**Gösterilen metin:**
#####

Abbas Güçlü

Abbas Güçlü

aguclu@milliyet.com.tr

Tüm Yazıları
Haberin Devamı

9. Yükseköğretim Tanıtım Ganleri ve Eğitim Fuarı için dün Antalya’daydım. Hava muhteşemdi. Denize giren turistler de vardı güneşleyenler de. Ama havadan, denizden ve doğal güzelliklerden çok daha muhteşem olanı gençlerdi.
Antalya’ya ne zaman gelsem hep mutlu dönüyorum. Çünkü soran, sorgulayan, her zaman çok daha iyisini arayan gençlerle karşılaşıyorum. Hemen her yıl ÖSS’de ilk üçe girmeleri boşuna değil.
Fen, anadolu, sosyal bilimler, klasik ve meslek liseleriyle tüm öğrencileri, istisnasız Türkiye’nin en donanımlı lise öğrencileri. Kaleiçi Rotary ve Rotaract Kulüplerinin ortaklaşa düzenlediği bu etkinliğe bir, ikisi hariç kuruluşundan bu yana geliyorum. Katılımcı üniversite sayısı bu yıl 50’ye ulaşmış. KKTC ve yurtdışı üniversitelerden temsilciler de vardı. Standlar, her yıl olduğu gibi bu yıl yine çok yoğundu. Üç günde 30 bin yakın kişi gezmiş.
Üç gün boyunca değişik konferanslar gerçekleşmiş. Bizim sohbetimizin konusu ise yeni sınav sistemi, ünivesiteler, meslekler ve işsizlikti. Salon ise her zamanki gibi yine tıklım tıklımdı. Ayakta durmak için bile yer yoktu. Ve her biri soru sormak için yarıştı. Bir saatte toparlamamız gerekirken üç saate sarktı.

#####

(Bazı kayıtlar)
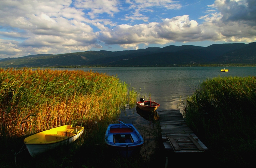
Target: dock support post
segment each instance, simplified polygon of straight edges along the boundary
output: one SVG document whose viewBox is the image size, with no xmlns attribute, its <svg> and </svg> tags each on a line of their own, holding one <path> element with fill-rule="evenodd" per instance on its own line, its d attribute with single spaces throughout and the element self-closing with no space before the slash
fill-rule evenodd
<svg viewBox="0 0 256 168">
<path fill-rule="evenodd" d="M 168 166 L 168 157 L 166 157 L 166 158 L 165 159 L 165 168 L 167 167 Z"/>
</svg>

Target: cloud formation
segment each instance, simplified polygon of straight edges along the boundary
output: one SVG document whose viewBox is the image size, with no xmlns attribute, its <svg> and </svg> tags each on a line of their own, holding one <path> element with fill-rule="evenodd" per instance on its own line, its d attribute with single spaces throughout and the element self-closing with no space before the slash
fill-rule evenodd
<svg viewBox="0 0 256 168">
<path fill-rule="evenodd" d="M 173 15 L 186 4 L 171 0 L 2 0 L 0 58 L 116 45 L 256 41 L 256 1 L 213 2 L 197 20 Z"/>
</svg>

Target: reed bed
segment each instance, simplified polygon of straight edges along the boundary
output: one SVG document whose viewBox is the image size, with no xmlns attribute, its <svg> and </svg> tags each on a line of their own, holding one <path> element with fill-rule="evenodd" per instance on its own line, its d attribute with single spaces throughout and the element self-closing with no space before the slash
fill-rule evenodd
<svg viewBox="0 0 256 168">
<path fill-rule="evenodd" d="M 253 165 L 255 101 L 256 78 L 229 77 L 206 80 L 182 102 L 186 122 L 209 148 L 209 166 Z"/>
<path fill-rule="evenodd" d="M 127 87 L 91 71 L 0 69 L 0 136 L 113 117 L 128 100 Z"/>
</svg>

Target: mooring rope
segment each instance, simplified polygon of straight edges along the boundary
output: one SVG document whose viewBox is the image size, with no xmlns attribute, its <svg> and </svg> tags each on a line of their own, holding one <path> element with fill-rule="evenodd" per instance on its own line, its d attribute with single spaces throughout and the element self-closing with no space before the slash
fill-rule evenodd
<svg viewBox="0 0 256 168">
<path fill-rule="evenodd" d="M 15 161 L 15 165 L 16 166 L 17 166 L 17 164 L 16 164 L 16 155 L 27 148 L 26 147 L 26 148 L 25 148 L 25 149 L 23 149 L 23 150 L 21 151 L 21 149 L 22 149 L 22 148 L 23 148 L 23 146 L 24 146 L 24 145 L 25 145 L 25 143 L 24 143 L 23 144 L 23 146 L 22 146 L 22 147 L 21 147 L 21 148 L 20 150 L 18 152 L 17 152 L 17 153 L 16 152 L 14 152 L 14 160 Z"/>
<path fill-rule="evenodd" d="M 27 147 L 26 147 L 26 148 L 25 148 L 25 149 L 23 149 L 23 150 L 21 151 L 21 149 L 22 149 L 22 148 L 23 148 L 23 146 L 24 146 L 24 145 L 25 144 L 25 143 L 24 143 L 23 144 L 23 146 L 22 146 L 22 147 L 21 147 L 21 148 L 20 149 L 20 150 L 18 152 L 17 152 L 17 153 L 15 152 L 15 153 L 14 153 L 15 154 L 17 155 L 18 154 L 19 154 L 19 153 L 20 153 L 21 152 L 22 152 L 23 151 L 24 151 L 24 150 L 25 150 L 25 149 L 26 149 L 27 148 Z"/>
</svg>

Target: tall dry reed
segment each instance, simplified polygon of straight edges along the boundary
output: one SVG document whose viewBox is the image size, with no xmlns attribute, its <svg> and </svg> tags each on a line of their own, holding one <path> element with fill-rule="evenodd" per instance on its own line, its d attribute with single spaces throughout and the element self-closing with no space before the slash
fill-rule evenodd
<svg viewBox="0 0 256 168">
<path fill-rule="evenodd" d="M 0 69 L 0 136 L 113 117 L 127 89 L 117 76 L 91 71 Z"/>
</svg>

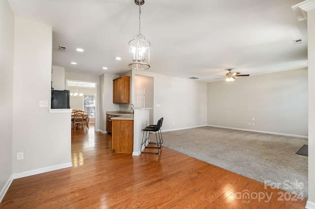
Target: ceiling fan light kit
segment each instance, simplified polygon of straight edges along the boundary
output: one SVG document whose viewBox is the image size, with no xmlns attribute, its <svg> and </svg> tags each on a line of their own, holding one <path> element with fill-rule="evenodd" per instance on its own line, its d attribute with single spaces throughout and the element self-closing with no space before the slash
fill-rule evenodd
<svg viewBox="0 0 315 209">
<path fill-rule="evenodd" d="M 235 77 L 250 76 L 249 74 L 240 75 L 240 73 L 238 72 L 232 73 L 231 72 L 232 71 L 232 69 L 231 68 L 228 69 L 227 70 L 228 70 L 229 72 L 227 73 L 226 74 L 225 74 L 225 76 L 221 76 L 222 77 L 219 78 L 216 78 L 216 79 L 220 79 L 220 78 L 225 78 L 226 81 L 231 82 L 231 81 L 233 81 L 235 80 Z"/>
<path fill-rule="evenodd" d="M 141 34 L 141 5 L 144 3 L 144 0 L 135 0 L 136 4 L 139 5 L 139 31 L 129 42 L 129 64 L 128 67 L 134 70 L 147 70 L 150 68 L 150 43 Z"/>
</svg>

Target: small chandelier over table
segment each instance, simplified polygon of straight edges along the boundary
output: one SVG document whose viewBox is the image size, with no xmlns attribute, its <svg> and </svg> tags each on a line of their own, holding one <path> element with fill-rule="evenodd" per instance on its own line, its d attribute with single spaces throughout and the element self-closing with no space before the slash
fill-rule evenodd
<svg viewBox="0 0 315 209">
<path fill-rule="evenodd" d="M 134 70 L 147 70 L 150 68 L 150 42 L 141 34 L 141 5 L 144 0 L 134 0 L 139 5 L 139 31 L 129 42 L 129 64 L 128 66 Z"/>
</svg>

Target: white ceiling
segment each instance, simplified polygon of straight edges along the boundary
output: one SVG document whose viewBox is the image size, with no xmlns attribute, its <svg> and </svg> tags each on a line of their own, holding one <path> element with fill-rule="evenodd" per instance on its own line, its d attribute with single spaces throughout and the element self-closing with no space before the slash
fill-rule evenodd
<svg viewBox="0 0 315 209">
<path fill-rule="evenodd" d="M 53 65 L 93 75 L 129 70 L 128 43 L 139 26 L 134 0 L 8 1 L 16 16 L 52 26 Z M 145 0 L 141 31 L 151 44 L 147 71 L 212 82 L 228 68 L 252 76 L 306 67 L 307 21 L 298 22 L 291 8 L 302 1 Z M 294 44 L 299 39 L 303 43 Z"/>
</svg>

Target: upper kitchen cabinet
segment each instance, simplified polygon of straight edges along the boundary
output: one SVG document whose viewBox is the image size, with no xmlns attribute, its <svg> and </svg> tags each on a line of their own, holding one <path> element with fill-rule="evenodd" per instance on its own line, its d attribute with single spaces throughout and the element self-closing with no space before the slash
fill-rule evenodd
<svg viewBox="0 0 315 209">
<path fill-rule="evenodd" d="M 129 103 L 130 76 L 123 76 L 113 80 L 113 103 Z"/>
</svg>

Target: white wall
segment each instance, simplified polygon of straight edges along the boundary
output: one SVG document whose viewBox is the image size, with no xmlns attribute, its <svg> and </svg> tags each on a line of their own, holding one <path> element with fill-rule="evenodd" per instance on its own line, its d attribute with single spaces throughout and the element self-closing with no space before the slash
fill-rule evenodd
<svg viewBox="0 0 315 209">
<path fill-rule="evenodd" d="M 71 113 L 48 111 L 52 52 L 51 26 L 15 17 L 12 164 L 17 176 L 71 164 Z M 39 101 L 48 106 L 39 107 Z M 17 160 L 19 152 L 24 159 Z"/>
<path fill-rule="evenodd" d="M 304 68 L 208 83 L 208 124 L 308 136 L 307 73 Z"/>
<path fill-rule="evenodd" d="M 0 202 L 12 178 L 14 16 L 6 0 L 0 0 Z"/>
<path fill-rule="evenodd" d="M 96 83 L 95 94 L 96 95 L 95 98 L 95 114 L 96 117 L 95 118 L 95 131 L 99 131 L 99 76 L 91 76 L 89 75 L 81 74 L 79 73 L 74 73 L 66 72 L 64 73 L 64 78 L 66 80 L 72 80 L 78 81 L 87 81 Z M 83 104 L 83 103 L 82 103 Z M 71 105 L 71 102 L 70 102 Z M 73 107 L 71 106 L 71 108 Z"/>
<path fill-rule="evenodd" d="M 64 68 L 52 66 L 51 80 L 54 90 L 63 90 L 65 88 Z"/>
<path fill-rule="evenodd" d="M 135 75 L 154 78 L 154 121 L 163 117 L 163 131 L 207 124 L 207 84 L 150 73 L 132 70 Z M 134 86 L 131 86 L 135 104 Z M 156 107 L 159 104 L 160 107 Z"/>
<path fill-rule="evenodd" d="M 313 4 L 314 5 L 314 4 Z M 315 209 L 315 9 L 307 13 L 309 59 L 309 208 Z"/>
<path fill-rule="evenodd" d="M 106 131 L 106 111 L 119 111 L 119 104 L 113 103 L 113 80 L 119 77 L 117 75 L 106 74 L 100 77 L 99 129 L 102 132 Z"/>
</svg>

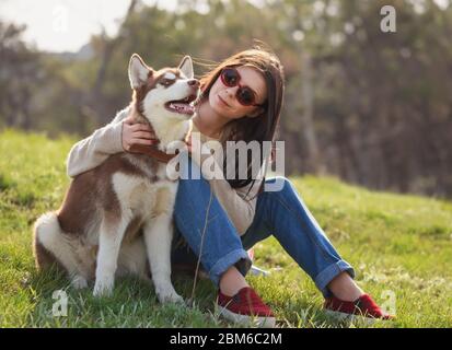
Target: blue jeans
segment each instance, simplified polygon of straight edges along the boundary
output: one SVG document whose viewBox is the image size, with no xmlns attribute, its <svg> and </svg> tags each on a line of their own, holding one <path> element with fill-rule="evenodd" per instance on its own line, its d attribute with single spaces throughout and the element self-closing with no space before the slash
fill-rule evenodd
<svg viewBox="0 0 452 350">
<path fill-rule="evenodd" d="M 218 285 L 220 276 L 233 265 L 245 276 L 252 265 L 246 250 L 273 234 L 313 279 L 325 298 L 331 295 L 327 284 L 336 276 L 347 271 L 355 277 L 352 267 L 340 258 L 289 179 L 279 177 L 279 180 L 283 180 L 280 191 L 263 191 L 258 195 L 253 223 L 240 236 L 220 202 L 211 194 L 208 180 L 202 177 L 192 178 L 190 171 L 195 170 L 199 172 L 198 165 L 190 158 L 181 164 L 181 172 L 186 179 L 179 179 L 176 196 L 173 262 L 196 261 L 202 244 L 200 262 Z M 270 178 L 266 182 L 275 180 L 276 178 Z M 186 242 L 188 246 L 181 242 Z"/>
</svg>

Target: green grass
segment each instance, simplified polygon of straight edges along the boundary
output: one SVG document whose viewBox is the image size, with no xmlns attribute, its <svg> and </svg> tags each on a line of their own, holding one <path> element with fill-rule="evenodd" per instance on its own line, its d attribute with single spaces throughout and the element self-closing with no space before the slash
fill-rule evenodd
<svg viewBox="0 0 452 350">
<path fill-rule="evenodd" d="M 36 218 L 59 207 L 69 178 L 65 160 L 74 139 L 0 132 L 0 327 L 235 327 L 218 317 L 215 288 L 199 281 L 193 307 L 160 305 L 152 288 L 123 279 L 112 298 L 69 288 L 58 272 L 37 273 L 31 249 Z M 374 192 L 335 178 L 291 178 L 358 283 L 397 319 L 374 327 L 452 327 L 452 205 Z M 248 282 L 274 308 L 279 327 L 346 327 L 322 313 L 323 298 L 275 238 L 255 247 L 267 278 Z M 281 270 L 282 269 L 282 270 Z M 190 277 L 174 278 L 189 298 Z M 66 290 L 68 316 L 53 316 L 53 292 Z M 358 325 L 359 326 L 359 325 Z"/>
</svg>

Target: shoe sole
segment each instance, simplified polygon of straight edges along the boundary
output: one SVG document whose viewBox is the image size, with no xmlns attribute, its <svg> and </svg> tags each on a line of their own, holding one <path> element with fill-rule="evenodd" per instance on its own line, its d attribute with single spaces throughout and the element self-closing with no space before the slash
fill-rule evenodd
<svg viewBox="0 0 452 350">
<path fill-rule="evenodd" d="M 276 318 L 275 317 L 263 317 L 263 316 L 246 316 L 235 314 L 223 306 L 218 306 L 220 315 L 231 320 L 233 323 L 244 325 L 244 326 L 255 326 L 259 328 L 275 328 Z"/>
</svg>

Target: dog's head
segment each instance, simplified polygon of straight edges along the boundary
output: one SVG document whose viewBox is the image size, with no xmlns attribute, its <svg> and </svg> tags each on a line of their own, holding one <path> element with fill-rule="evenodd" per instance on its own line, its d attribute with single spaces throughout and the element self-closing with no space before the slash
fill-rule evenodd
<svg viewBox="0 0 452 350">
<path fill-rule="evenodd" d="M 134 54 L 129 62 L 130 85 L 137 110 L 151 124 L 157 118 L 186 120 L 195 113 L 199 81 L 194 79 L 193 62 L 185 56 L 177 68 L 153 70 Z"/>
</svg>

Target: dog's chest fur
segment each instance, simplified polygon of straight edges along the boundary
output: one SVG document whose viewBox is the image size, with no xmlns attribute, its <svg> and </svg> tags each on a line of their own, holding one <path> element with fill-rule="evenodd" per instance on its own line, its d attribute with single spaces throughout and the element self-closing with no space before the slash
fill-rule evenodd
<svg viewBox="0 0 452 350">
<path fill-rule="evenodd" d="M 171 214 L 177 183 L 166 178 L 166 164 L 146 155 L 124 154 L 131 167 L 112 174 L 112 187 L 124 214 L 142 220 Z"/>
</svg>

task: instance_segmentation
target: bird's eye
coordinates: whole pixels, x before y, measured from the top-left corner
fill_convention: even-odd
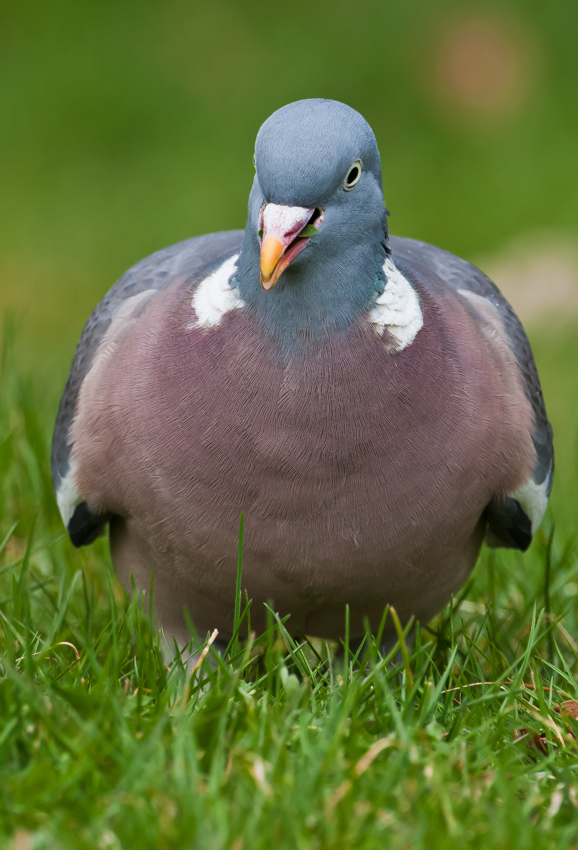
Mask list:
[[[347,172],[347,177],[344,180],[343,188],[346,192],[349,192],[356,183],[359,183],[359,178],[361,177],[361,163],[359,160],[356,160],[349,171]]]

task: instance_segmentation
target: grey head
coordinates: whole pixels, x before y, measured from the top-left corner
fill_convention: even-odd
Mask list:
[[[263,124],[236,279],[284,351],[347,330],[383,291],[386,216],[375,136],[354,109],[301,100]]]

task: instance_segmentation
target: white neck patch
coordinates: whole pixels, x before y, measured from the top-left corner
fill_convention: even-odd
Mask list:
[[[388,350],[395,354],[412,344],[423,327],[423,313],[417,293],[394,265],[391,257],[383,264],[386,286],[369,313],[376,333],[389,331]]]
[[[215,328],[226,313],[245,306],[237,289],[230,283],[238,259],[239,255],[233,254],[197,286],[191,302],[197,319],[187,325],[187,330]]]

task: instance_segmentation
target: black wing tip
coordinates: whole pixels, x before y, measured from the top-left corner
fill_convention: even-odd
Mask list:
[[[532,521],[517,499],[506,496],[486,508],[487,543],[492,549],[526,552],[532,542]]]
[[[86,502],[81,502],[74,509],[67,527],[72,545],[79,549],[94,543],[97,537],[105,533],[109,520],[108,514],[93,513]]]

#####

**Alıştırma yönergeleri:**
1. Antalya'daki eğitim fuarını anlatan yazıya dayanarak şu soruları yanıtlayınız:
(a) Katılımcı üniversite sayısı bu yıl kaça ulaşmıştır?
(b) Etkinliği hangi kulüpler ortaklaşa düzenlemiştir?
(c) Bir saatte toparlanması gereken sohbet ne kadar sürmüştür?
2. Antalya'daki eğitim fuarını anlatan yazıyı son cümlesinden itibaren sürdürünüz.
Bu kayıtlar başka bir kaynaktan alınmıştır.

**Görev yanıtları:**
1.
(a) 50
(b) Kaleiçi Rotary ve Rotaract Kulüpleri
(c) Üç saat

2.
İşte ısrarla merak ettikleri konulardan bazı satır başları:
-  En iyi üniversiteler hangileri?
-  İşsiz kalmamak için hangi mesleklere yönelmeliyiz?
-  Üniversitelerin yurt sorunu neden çözülmüyor?
-  180 TL’lik burs ile büyük kentlerde yaşamak mümkün mü?
-  Aile ve öğretmenlerimizin yönlendirdikleri mesleklere mi yoksa kendi istediğimiz mesleklere mi yönelelim?
-  Katsayı sorunu ne zaman çözülecek?
-  Gelecek yıl uygulanması düşünelen yeni sınav sistemi neleri değiştirecek? Avantajları ve dezavantajları neler?
-  İlle de herkes üniversiteye gitmek zorunda mı?
-  Sosyal bilimleri seçen öğrencilere neden ille de matematik ve fen dersleri dayatılıyor.
-  Devlet üniversiteleri mi yoksa vakıf üniversiteleri mi?
-  Dersaneye gitmeden de üniversiteyi kazanmak mümkün mü?
-  Stres ve konsantrasyon bozukluğu ile nasıl baş edebiliriz?
-  Türk üniversitelerinin dünyadaki yeri ne?
-  Siyasetçiler neden eğitime daha fazla önem vermiyorlar?
Beklentiler yüksek
Antalya’da iyi bir üniversite olmasına rağmen öğrencilerin hedefi Ankara ve İstanbul. Çünkü çok daha fazlasını istiyorlar. Rakipleri de başkaları değil, kendileri. Kendi içlerinde yarışıyorlar ve ne istediklerini çok iyi biliyorlar. Örneğin pek çok kentte, üniversiteyi kazanayım da neresi olursa olsun mantığı hakimken Antalya’da bunun tam aksi bir durum söz konusu. Hedefler belli. Örneğin tıbba ya da hukuka gitmek istiyorsa, en iyiler hangileri ve A fakültesi’nin, B Üniversitesi’ndeki fakülteye göre üstünlükleri ne gibi sorular geliyor.
Peki okullarda onların bu yoğun bilgilenme arzularını karşılayacak bir rehberlik alt yapısı var mı? Evet demek zor. İşte düzenlenen bu eğitim fuarları o açığı kapatıyor.
Eskiden bu tür organizasyonlara sadece vakıf üniversiteleri yoğun ilgi gösterirdi. Ama şimdi devlet üniversiteleri de artan bir şekilde fuarlarda yerlerini alıyor. Çünkü iyi öğrencileri başkalarına kaptırmak istemiyorlar.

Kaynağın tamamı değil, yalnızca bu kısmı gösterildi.